• [Records drawn from a dataset]:

▼▼▼

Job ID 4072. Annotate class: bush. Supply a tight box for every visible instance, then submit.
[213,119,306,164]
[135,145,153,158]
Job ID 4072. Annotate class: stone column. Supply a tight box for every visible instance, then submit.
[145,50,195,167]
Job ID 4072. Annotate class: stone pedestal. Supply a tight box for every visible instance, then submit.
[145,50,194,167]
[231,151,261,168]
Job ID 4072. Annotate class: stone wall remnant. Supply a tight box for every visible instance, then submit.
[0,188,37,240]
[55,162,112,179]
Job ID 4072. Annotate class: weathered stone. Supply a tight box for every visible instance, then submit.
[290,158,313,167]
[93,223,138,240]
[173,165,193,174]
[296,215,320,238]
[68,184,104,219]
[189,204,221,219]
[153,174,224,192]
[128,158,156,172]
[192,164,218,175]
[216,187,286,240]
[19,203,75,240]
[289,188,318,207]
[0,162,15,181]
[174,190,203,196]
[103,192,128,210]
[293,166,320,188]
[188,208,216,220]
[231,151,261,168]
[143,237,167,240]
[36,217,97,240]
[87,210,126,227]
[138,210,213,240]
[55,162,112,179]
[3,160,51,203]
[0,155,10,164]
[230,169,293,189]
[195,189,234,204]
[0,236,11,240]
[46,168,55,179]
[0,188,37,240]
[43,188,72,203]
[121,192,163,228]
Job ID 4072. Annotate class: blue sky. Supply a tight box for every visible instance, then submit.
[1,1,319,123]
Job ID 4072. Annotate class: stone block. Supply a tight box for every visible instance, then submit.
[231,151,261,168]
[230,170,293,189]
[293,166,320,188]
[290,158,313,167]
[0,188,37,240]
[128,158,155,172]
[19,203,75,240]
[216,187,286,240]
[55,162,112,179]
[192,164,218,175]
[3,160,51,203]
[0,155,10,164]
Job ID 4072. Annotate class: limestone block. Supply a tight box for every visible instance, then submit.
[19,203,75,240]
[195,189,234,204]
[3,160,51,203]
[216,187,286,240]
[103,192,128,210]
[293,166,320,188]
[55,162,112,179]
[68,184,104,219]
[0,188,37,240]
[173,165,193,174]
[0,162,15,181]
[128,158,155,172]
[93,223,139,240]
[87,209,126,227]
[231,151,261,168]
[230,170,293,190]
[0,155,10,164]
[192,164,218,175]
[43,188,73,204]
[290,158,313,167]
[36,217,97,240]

▲▲▲

• [What is expected]: Nothing but the lines from the one with "Job ID 4072. Annotate class: blue" through the final line of the data belongs in the answer, and they must match exactly.

• [Your response]:
Job ID 4072. Annotate class: blue sky. Supply a tight box for every visible instance, then submit.
[1,1,319,123]
Job ID 4072. Annotate class: stone block. Supply a tight box for every visible instance, then submit.
[231,151,261,168]
[230,170,293,189]
[293,166,320,188]
[290,158,313,167]
[0,188,37,240]
[128,158,155,172]
[19,203,75,240]
[216,187,286,240]
[55,162,112,179]
[192,164,218,175]
[3,160,51,203]
[0,155,10,164]
Job ID 4072. Annotate class: limestone block. Supply a tight box for every visible instance, then submit.
[19,203,75,240]
[195,189,234,204]
[3,160,51,203]
[216,187,286,240]
[103,192,128,210]
[293,166,320,188]
[55,162,112,179]
[68,184,104,219]
[0,188,37,240]
[173,165,193,174]
[0,162,15,181]
[128,158,155,172]
[93,223,139,240]
[87,209,126,227]
[231,151,261,168]
[230,170,293,190]
[0,155,10,164]
[192,164,218,175]
[43,188,73,204]
[290,158,313,167]
[36,217,97,240]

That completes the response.